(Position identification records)
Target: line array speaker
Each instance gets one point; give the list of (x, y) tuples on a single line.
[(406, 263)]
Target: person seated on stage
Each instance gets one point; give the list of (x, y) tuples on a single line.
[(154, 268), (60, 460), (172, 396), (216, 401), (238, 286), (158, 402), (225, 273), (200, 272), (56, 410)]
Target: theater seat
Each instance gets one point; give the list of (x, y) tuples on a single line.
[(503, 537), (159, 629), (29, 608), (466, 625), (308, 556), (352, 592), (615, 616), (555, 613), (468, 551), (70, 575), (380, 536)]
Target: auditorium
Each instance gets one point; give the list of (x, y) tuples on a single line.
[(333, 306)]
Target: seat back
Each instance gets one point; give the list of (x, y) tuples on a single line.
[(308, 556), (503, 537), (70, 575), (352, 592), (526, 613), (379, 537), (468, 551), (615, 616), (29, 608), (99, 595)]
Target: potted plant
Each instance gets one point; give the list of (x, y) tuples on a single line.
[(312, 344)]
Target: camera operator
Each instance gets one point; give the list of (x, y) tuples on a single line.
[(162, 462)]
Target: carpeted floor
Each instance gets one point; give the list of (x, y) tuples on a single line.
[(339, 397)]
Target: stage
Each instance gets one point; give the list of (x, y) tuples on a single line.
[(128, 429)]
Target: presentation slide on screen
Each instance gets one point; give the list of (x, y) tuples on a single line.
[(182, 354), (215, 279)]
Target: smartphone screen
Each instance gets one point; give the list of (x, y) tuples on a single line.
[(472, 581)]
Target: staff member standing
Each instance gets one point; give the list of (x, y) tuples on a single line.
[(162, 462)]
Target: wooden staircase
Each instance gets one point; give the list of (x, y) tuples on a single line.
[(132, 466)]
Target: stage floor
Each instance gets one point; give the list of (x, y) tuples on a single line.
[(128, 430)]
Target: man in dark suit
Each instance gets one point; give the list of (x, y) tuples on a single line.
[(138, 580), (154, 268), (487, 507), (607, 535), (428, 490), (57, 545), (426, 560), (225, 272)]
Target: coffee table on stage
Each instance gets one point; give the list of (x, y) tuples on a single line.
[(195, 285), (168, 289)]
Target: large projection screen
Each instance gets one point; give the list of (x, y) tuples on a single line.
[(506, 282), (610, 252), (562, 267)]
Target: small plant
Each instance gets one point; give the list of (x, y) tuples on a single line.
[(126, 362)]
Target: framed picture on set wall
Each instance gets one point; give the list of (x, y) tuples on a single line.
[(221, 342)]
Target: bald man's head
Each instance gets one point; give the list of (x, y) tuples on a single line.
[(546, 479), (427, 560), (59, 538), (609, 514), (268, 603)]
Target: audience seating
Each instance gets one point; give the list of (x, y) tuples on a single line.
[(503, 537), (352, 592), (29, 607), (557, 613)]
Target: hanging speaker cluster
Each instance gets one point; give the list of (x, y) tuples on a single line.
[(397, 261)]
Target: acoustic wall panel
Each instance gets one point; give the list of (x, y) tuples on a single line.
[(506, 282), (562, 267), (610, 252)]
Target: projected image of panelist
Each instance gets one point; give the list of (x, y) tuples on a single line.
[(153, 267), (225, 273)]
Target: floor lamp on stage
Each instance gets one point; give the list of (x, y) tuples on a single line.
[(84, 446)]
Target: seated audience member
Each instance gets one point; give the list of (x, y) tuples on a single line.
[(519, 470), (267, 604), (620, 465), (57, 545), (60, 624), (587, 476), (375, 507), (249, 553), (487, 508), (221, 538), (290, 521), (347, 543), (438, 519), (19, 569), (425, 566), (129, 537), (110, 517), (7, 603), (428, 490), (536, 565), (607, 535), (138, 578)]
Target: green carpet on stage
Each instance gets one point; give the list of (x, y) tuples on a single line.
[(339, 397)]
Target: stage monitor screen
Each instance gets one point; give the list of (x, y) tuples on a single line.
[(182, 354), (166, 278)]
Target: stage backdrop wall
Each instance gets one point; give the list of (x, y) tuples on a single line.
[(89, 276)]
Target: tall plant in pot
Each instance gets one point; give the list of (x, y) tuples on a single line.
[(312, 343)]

• [Required work]:
Arrange the lines as a Markdown table with the columns Row and Line, numbering each row and leaving out blank lines. Begin at the line that has "Target: presentation slide on screen" and stop after the line that has "[(546, 479), (427, 560), (59, 538), (609, 514), (268, 603)]", including only those lines.

• [Response to the exercise]:
| Row | Line |
|---|---|
| 1 | Target: presentation slide on screen |
| 2 | Each instance gets one point; give the list of (x, y) tuples on a single line. |
| 3 | [(182, 354), (215, 279)] |
| 4 | Target: smartphone screen |
| 5 | Each instance gets one point; give the list of (x, y) tuples on a single line. |
| 6 | [(472, 581)] |
| 7 | Target: staff member standing |
| 8 | Each instance gets one point; give the list of (x, y) tuples on a single line. |
| 9 | [(162, 462)] |
| 10 | Target: wooden staircase |
| 11 | Each instance gets one point; give the list of (x, y) tuples on a single line. |
| 12 | [(132, 466)] |
| 13 | Target: stage floor |
| 14 | Each instance gets one point; give the list of (x, y) tuples on a single line. |
| 15 | [(128, 430)] |
| 16 | Target: man in dark suit |
| 17 | Each instance gets one point; give the list of (x, y) tuples on a single line. |
| 18 | [(138, 580), (154, 268), (487, 507), (607, 535), (428, 490), (57, 545), (426, 560), (225, 272)] |
| 19 | Target: coffee table on stage |
| 20 | Each instance gets one point; give the list of (x, y) tuples on a single line. |
| 21 | [(195, 285), (168, 289)] |
| 22 | Target: large projection screen |
| 23 | Each instance gets one point; give the list of (x, y) tuples on a single line. |
| 24 | [(506, 282), (610, 252), (562, 267)] |
| 25 | Target: small plant |
| 26 | Each instance gets one point; give the list of (x, y) tuples on a single line. |
| 27 | [(126, 362)] |
| 28 | Target: framed picture on set wall |
| 29 | Each instance gets one point; give the list of (x, y) tuples on a single line. |
| 30 | [(221, 342)] |
| 31 | Target: bald man's head |
| 32 | Each instance gets one point; give the list of (x, y) tuples on a single line. |
| 33 | [(546, 479), (427, 560), (59, 538), (609, 514), (268, 603)] |